## What is expected
Transcribe the material below exactly as it appears.
· · · · · · ·
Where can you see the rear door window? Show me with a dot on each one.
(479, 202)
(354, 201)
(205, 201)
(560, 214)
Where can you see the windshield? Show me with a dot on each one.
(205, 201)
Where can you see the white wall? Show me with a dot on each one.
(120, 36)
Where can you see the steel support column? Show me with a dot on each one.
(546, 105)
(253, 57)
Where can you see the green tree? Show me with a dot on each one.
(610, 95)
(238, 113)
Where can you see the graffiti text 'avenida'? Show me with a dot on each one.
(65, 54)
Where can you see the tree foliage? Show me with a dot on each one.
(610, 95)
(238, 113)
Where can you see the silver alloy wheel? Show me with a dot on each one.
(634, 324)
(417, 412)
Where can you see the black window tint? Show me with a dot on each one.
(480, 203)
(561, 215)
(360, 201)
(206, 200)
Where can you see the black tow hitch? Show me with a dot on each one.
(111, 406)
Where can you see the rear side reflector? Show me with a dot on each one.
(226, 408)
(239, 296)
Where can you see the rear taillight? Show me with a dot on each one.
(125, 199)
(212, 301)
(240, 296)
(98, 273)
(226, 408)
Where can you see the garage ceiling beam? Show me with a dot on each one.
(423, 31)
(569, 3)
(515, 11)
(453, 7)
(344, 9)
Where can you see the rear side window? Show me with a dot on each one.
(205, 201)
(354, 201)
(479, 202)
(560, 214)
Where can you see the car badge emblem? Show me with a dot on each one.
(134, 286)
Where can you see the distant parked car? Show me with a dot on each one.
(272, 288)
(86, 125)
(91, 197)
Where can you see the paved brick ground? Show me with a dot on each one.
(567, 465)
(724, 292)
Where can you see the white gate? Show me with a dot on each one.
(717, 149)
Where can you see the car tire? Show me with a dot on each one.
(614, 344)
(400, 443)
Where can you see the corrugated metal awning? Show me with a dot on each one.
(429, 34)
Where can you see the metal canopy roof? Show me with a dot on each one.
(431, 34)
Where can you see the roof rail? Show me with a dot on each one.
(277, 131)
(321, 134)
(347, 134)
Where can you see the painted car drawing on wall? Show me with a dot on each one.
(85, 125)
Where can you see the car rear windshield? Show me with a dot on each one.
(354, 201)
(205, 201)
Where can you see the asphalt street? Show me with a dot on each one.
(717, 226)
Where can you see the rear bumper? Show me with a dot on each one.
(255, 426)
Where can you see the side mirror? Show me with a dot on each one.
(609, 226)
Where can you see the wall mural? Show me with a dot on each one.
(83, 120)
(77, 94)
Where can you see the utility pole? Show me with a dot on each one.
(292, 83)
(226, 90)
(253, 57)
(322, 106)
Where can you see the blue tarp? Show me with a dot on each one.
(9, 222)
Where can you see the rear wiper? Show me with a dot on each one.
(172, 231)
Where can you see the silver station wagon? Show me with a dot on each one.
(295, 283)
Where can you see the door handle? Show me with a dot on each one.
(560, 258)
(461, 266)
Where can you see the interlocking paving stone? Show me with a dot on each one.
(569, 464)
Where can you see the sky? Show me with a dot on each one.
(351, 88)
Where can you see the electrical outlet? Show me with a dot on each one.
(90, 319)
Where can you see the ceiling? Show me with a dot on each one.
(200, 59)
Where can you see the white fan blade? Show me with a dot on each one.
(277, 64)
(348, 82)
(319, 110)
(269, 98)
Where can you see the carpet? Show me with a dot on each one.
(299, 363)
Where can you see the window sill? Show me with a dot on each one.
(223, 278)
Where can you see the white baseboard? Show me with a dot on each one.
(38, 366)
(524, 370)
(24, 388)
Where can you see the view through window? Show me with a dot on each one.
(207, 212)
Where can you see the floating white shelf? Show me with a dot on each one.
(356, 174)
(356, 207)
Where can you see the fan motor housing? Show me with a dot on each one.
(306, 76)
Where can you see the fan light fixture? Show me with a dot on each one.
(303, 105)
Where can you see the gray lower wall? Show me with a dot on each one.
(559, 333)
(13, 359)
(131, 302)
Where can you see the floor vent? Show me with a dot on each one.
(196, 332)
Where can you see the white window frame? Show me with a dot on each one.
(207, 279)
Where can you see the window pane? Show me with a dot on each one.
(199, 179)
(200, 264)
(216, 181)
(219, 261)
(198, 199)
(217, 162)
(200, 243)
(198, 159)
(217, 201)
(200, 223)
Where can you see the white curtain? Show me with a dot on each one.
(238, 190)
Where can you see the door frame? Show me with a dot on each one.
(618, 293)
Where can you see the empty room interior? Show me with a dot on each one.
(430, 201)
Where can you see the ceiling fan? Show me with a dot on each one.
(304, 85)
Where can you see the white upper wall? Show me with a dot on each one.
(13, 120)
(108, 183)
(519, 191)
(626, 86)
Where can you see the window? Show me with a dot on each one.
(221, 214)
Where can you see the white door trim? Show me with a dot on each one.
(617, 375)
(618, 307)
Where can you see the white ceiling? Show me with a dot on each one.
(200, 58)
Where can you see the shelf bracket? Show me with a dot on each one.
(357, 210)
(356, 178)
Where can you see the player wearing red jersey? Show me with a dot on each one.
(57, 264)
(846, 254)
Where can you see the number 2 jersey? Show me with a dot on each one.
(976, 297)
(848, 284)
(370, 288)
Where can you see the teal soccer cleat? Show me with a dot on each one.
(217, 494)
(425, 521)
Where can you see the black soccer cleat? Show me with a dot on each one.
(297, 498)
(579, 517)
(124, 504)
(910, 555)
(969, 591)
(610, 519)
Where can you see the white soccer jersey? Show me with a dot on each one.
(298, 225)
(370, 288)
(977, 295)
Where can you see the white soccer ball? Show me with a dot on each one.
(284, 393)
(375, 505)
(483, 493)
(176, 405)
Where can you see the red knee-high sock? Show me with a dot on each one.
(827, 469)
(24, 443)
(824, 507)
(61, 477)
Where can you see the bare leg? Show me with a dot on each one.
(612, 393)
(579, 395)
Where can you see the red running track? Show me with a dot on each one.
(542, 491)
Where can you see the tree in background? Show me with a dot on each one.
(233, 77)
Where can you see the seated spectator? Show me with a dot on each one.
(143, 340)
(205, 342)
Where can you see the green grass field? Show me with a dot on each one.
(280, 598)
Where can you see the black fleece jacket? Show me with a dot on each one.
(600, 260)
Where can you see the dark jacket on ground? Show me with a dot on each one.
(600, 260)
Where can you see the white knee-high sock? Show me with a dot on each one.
· · · · · · ·
## Reply to the exercise
Where can you see the rear door window? Show me with a dot on each one.
(479, 202)
(354, 201)
(205, 201)
(560, 214)
Where can you see the windshield? Show me with a dot on each one.
(205, 201)
Where can you see the white wall? Show me with a dot on each one.
(120, 36)
Where can you see the steel support column? Show me with a dot on each one.
(546, 105)
(253, 57)
Where can you see the green tree? Show me with a dot on each one.
(610, 95)
(238, 113)
Where can you see the graffiti text 'avenida'? Show me with a dot on each one.
(65, 54)
Where can you see the tree foliage? Show me with a dot on each one.
(610, 95)
(238, 113)
Where can you see the silver alloy wheel? Show me with a dot on each one.
(634, 324)
(417, 412)
Where can you see the black window tint? Show me with a dot on each one.
(480, 203)
(561, 215)
(360, 201)
(206, 200)
Where can you see the black tow hitch? Show me with a dot on each one.
(111, 406)
Where can you see the rear side reflector? Show me with a dot on each one.
(226, 408)
(239, 296)
Where can you see the rear taillight? Show me with a dot on each one.
(125, 199)
(212, 301)
(240, 296)
(98, 273)
(226, 408)
Where can you see the garage ceiling beam? Show me with a dot on each one.
(423, 31)
(569, 3)
(515, 11)
(453, 7)
(344, 9)
Where can you see the rear side window? Show me with a dot on each one.
(205, 201)
(354, 201)
(479, 202)
(560, 214)
Where can you see the car badge emblem? Show me with a dot on each one.
(134, 286)
Where can you see the distant parked car? Show me with a dot on each one.
(272, 288)
(86, 125)
(91, 197)
Where can you see the paved brick ground? Show me with a dot on each one.
(567, 465)
(724, 292)
Where can you see the white gate? Show me with a dot on each one.
(717, 149)
Where can you see the car tire? Show me with a dot on each one.
(614, 344)
(400, 443)
Where can you see the corrugated metal awning? Show me with a dot on each one.
(429, 34)
Where can you see the metal canopy roof? Show me with a dot on each one.
(431, 34)
Where can you see the roof rail? Show me with a dot on each one.
(277, 131)
(321, 134)
(347, 134)
Where can you see the painted car drawing on wall? Show me with a dot on each one.
(85, 125)
Where can you see the car rear windshield? Show me with a dot on each one.
(354, 201)
(205, 201)
Where can you see the asphalt street? Show me with a dot on each one.
(717, 226)
Where can you see the rear bumper? Show me with a dot on each one.
(255, 426)
Where can you see the side mirror? Show me with a dot on each one.
(609, 226)
Where can you see the wall mural? Show me with a dot on each one.
(83, 120)
(77, 94)
Where can you see the utility pole? Show me with a dot on each one.
(292, 83)
(226, 90)
(253, 57)
(322, 106)
Where can you see the blue tarp? Show me with a dot on each one.
(9, 222)
Where can you see the rear wiper? Show me with a dot on each one.
(172, 231)
Where can you see the silver station wagon? Show me with a dot on each one.
(295, 283)
Where can you see the door handle? Show me with a dot on each one.
(560, 258)
(461, 266)
Where can you see the interlocking paving stone? Show me with a dot on each one.
(569, 464)
Where can you see the sky? Show me with a dot on each one.
(351, 88)
Where can you see the electrical outlet? Show me with a dot on each one.
(90, 319)
Where can you see the ceiling? Show me with a dot on each one.
(200, 59)
Where can you see the white fan blade? Show me with a dot on each one.
(277, 64)
(348, 82)
(319, 110)
(269, 98)
Where can you see the carpet? Show me with a dot on each one.
(299, 363)
Where can you see the window sill? Show me with a dot on each one.
(223, 278)
Where can you see the white baseboard? Show me with a dot on each one.
(38, 366)
(524, 370)
(24, 388)
Where can you see the view through window? Show me with a dot on each one.
(207, 212)
Where can you see the floating white shelf? Show me with a dot on each one.
(356, 174)
(356, 207)
Where can you see the fan motor housing? Show me with a dot on each one.
(306, 76)
Where can you see the fan light fixture? Show me with a dot on each one.
(303, 105)
Where can you see the gray lower wall? Show me with a dot on each one.
(559, 333)
(13, 359)
(131, 302)
Where can you see the floor vent? Show me with a dot on each one.
(196, 332)
Where can you see the white window frame? Show me with a dot on each one.
(207, 279)
Where can you see the window pane? Show me with a dot on each one.
(199, 179)
(200, 264)
(216, 181)
(219, 261)
(198, 199)
(217, 162)
(200, 243)
(198, 159)
(217, 201)
(200, 223)
Where can you see the white curtain? Show me with a dot on each one.
(238, 190)
Where can you see the door frame? Show me with a dot on each one.
(618, 293)
Where can you see the empty room interior? Show me with a dot on each one.
(430, 201)
Where can you see the ceiling fan? Show me with a dot on each one.
(304, 85)
Where can you see the white upper wall? Show me with a dot on each one.
(13, 120)
(108, 183)
(519, 191)
(626, 86)
Where can you see the window? Show me with a dot on each one.
(221, 214)
Where can you see the white door trim? Show me with a dot on each one.
(617, 375)
(618, 307)
Where can you see the white ceiling? Show me with a dot on each one.
(200, 58)
Where can you see the shelf bracket? Show me with a dot on each one.
(357, 210)
(356, 178)
Where can you see the player wearing red jersey? Show me with a dot on each one.
(57, 264)
(846, 254)
Where can you see the number 2 jersey? Show me with a dot on each one.
(976, 297)
(848, 284)
(370, 288)
Where can you see the teal soccer cleat? Show me with a dot on each one.
(217, 494)
(425, 521)
Where can you see the black soccer cleat? Show me with a dot on each one.
(297, 498)
(579, 517)
(124, 504)
(910, 555)
(969, 591)
(610, 519)
Where can you see the white soccer jersey? Show me with a dot on each one.
(298, 225)
(370, 288)
(977, 295)
Where can you see the white soccer ball? Show me with a dot on each one.
(284, 393)
(375, 505)
(483, 493)
(176, 405)
Where can you see the red knee-high sock? Show me with a dot on each one.
(827, 469)
(24, 443)
(824, 507)
(61, 477)
Where can you see the bare leg? Show me with a dot on each one.
(612, 393)
(579, 395)
Where can you see the red running track? Show me with a dot on each one.
(542, 491)
Where can you see the tree in background? Show me with a dot on each one.
(233, 77)
Where can you see the seated spectator? Show me with a dot on each one.
(143, 340)
(205, 342)
Where can you see the green grass field? Show me with a dot on each one.
(280, 598)
Where can you see the black fleece jacket? Show me with a dot on each one.
(600, 260)
Where can you see the dark jacket on ground? Show me with a dot on each one.
(600, 260)
Where can you see the white knee-high sock? Show me with a dot on each one.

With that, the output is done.